PASSAGE PROVIDED>
_ _ _

The Super Bowl is the annual championship game of the National Football League (NFL) in the United States, drawing massive viewership and having major cultural significance. Data about the commercials shown during past Super Bowls are available in the "superbowl_ads.csv" file.
> This data was posted on [github](https://github.com/fivethirtyeight/superbowl-ads#super-bowl-ads) by the data-oriented reporting outlet [FiveThirtyEight](https://github.com/fivethirtyeight) and subsequently featured on [Tidy Tuesday](https://github.com/rfordatascience/tidytuesday/blob/master/data/2021/2021-03-02/readme.md).  For more information see the above links.

In [None]:
# Import/Load the "superbowl_ads.csv" data

In [None]:
import pandas as pd
import numpy as np
import plotly.express as px
import plotly.figure_factory as ff

In [None]:
superbowl_ads_csv_asdf = pd.read_csv("superbowl_ads.csv")
superbowl_ads_csv_asdf

## Refining Numerical and Categorical Variables

The notion of numeric data types versus non-numeric data types, like numbers versus words, should be fairly intuitive to you.  And therefore, the distinction between numeric and categorical variables should hopefully also be fairly clear as well.  Actually, for technical clarity and communication, it can sometimes be beneficial to break down variables into even finer categories.

_ _ _

GOAL 1> Rewrite the records from the line containing "[trace] plywood sheet" up to and including the line containing "Trace the outline of every instance of the plywood" as a JSON list of strings, one string per line, leaving out any blank lines.
GOAL 2> Continue the passage on the Super Bowl commercials data from where it stops.

DATA EXTRACT>
_ _ _

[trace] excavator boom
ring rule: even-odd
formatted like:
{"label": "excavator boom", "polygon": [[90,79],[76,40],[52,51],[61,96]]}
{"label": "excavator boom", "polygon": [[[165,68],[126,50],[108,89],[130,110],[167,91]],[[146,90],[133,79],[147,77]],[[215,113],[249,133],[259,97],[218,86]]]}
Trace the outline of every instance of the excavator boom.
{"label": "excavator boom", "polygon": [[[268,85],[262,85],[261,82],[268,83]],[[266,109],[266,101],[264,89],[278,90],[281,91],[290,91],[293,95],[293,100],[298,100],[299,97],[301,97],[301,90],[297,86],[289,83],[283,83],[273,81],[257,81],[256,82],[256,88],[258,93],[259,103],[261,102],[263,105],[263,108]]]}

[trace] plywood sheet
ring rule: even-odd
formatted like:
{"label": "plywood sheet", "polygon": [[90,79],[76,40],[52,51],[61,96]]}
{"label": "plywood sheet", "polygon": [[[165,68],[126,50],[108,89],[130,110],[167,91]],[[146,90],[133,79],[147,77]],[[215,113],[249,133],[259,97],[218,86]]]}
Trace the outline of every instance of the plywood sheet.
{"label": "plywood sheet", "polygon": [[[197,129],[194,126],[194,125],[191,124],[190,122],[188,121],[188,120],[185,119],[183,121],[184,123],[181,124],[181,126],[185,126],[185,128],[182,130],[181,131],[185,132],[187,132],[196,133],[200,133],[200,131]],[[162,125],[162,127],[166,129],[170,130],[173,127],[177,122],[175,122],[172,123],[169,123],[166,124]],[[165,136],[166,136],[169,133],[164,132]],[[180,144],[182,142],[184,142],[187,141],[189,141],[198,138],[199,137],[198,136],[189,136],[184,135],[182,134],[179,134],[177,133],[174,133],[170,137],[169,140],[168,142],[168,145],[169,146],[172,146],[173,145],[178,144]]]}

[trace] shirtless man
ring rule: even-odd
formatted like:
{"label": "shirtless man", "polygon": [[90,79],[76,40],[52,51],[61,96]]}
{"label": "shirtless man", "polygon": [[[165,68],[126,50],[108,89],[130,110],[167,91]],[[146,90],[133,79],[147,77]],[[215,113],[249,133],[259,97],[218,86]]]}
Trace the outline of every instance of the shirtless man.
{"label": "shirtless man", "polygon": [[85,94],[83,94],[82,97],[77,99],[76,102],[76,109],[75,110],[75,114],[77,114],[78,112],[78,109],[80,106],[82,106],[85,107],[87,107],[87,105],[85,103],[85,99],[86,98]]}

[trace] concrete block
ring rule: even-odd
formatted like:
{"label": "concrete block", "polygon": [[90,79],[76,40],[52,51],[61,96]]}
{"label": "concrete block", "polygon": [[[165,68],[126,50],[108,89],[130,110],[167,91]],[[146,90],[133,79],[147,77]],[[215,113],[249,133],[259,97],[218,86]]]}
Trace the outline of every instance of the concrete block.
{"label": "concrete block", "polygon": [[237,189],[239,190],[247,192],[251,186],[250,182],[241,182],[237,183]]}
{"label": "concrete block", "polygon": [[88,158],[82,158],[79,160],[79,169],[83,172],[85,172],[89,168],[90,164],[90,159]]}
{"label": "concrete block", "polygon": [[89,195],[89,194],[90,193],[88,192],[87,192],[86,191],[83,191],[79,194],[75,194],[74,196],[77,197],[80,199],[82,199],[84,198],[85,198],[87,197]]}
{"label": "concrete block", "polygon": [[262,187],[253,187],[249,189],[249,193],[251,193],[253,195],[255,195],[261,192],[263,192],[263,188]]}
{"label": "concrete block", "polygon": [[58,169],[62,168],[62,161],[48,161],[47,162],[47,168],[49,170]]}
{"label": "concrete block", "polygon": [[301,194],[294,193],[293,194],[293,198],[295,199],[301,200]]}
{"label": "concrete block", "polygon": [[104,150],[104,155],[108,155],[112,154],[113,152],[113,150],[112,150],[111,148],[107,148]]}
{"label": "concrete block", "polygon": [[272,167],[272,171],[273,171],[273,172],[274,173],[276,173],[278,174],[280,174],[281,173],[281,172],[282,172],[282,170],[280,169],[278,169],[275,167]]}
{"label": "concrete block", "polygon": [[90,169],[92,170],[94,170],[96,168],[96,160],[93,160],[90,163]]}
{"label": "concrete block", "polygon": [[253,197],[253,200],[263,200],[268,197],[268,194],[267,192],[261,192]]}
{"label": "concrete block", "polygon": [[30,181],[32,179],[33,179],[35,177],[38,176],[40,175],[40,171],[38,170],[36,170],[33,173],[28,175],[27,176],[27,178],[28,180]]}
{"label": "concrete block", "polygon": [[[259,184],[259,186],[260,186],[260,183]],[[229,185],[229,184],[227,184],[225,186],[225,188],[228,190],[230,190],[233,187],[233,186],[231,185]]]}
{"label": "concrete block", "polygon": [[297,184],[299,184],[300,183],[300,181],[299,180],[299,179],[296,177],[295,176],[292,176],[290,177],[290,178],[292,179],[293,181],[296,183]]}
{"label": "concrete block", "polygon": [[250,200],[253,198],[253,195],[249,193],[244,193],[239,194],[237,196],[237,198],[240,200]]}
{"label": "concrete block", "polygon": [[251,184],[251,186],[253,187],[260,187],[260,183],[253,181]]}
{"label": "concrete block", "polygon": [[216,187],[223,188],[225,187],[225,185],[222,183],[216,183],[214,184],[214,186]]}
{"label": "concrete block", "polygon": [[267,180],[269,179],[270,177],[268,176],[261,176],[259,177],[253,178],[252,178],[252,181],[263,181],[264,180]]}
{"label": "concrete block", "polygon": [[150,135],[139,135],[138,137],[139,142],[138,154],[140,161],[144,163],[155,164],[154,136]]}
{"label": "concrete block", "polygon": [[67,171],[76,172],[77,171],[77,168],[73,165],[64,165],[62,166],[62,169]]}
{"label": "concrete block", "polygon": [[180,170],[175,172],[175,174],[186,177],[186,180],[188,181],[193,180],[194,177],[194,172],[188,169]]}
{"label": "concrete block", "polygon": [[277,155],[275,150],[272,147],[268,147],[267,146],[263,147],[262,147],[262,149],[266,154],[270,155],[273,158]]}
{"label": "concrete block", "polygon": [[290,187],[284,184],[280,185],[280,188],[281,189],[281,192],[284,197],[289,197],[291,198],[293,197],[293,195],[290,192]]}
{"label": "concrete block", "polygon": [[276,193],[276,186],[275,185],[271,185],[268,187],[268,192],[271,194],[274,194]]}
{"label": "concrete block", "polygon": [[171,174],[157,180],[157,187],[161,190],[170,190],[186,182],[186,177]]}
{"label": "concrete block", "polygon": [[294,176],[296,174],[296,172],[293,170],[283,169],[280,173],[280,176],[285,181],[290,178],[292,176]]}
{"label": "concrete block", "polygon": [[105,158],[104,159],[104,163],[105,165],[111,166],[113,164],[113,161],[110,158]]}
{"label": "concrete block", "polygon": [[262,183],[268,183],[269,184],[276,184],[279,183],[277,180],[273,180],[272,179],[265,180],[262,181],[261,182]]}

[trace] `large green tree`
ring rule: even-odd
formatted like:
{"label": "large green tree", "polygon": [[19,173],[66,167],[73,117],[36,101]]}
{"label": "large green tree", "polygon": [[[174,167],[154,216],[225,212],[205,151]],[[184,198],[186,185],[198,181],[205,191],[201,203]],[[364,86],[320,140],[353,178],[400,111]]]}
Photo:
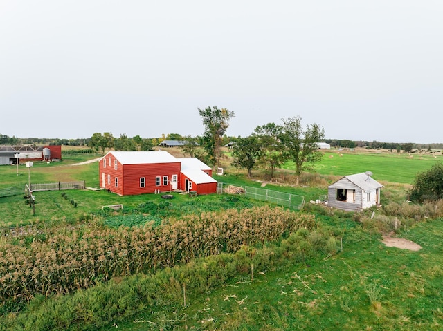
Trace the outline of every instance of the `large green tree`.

_ _ _

EXPECTED ANSWER 1>
[
  "[trace] plywood sheet",
  "ring rule: even-odd",
  "formatted like:",
  "{\"label\": \"plywood sheet\", \"polygon\": [[90,79],[76,40],[52,51],[61,96]]}",
  "{\"label\": \"plywood sheet\", \"polygon\": [[[165,68],[126,50],[108,89],[130,110],[167,91]],[[146,90],[133,79],[147,77]],[[215,113],[249,133],[259,97],[218,86]]]}",
  "Trace the outline of every instance of the plywood sheet."
]

EXPECTED ANSWER 2>
- Note that categorical/qualitative data types can be encoded as numerical values. E.g., **ordinal** values could reported as integer scores "1, 2, 3, 4, 5, etc.", and so could **nominal** values as long as we remember that the numeric order doesn't matter.  **Binary** variables are a simple example since they could be recorded as either $0$ or $1$. An easy example of a **binary variables** is a **logical/boolean** value like how `python` has `True` and `False` values.  In the case of **logical/boolean** values it is standard to coerce `False` to $0$ and `True` to $1$ whenever actual numeric values are required in place of **logical/boolean** values.

#### Data types can further be split into subtypes, as seen in the graphic below:
![](im/3/HW3_data_types.JPG)

### Q0: Which of these best describes the data type of the `brand` variable?
A. Nominal Categorical      
B. Ordinal Categorical  
C. Continuous  
D. Discrete  
E. Binary/Boolean

In [None]:
# Q0: your answer will be tested!
Q0 = None # Assign either 'A', 'B', 'C', 'D', or 'E' to `Q0` instead of `None`
# E.g., Q0 = 'A'

In [None]:
hint = "You could sort them alphabetically or by perhaps maybe by counts, "
hint += "but is there a deep intrinsic order? "
hint += "Different languages or different data sets could produce different orderings..."
test = Q0=='A'

In [None]:
# test_Q0
assert test, hint

### Q1: Which of these best describes the data type of the `view_count` variable?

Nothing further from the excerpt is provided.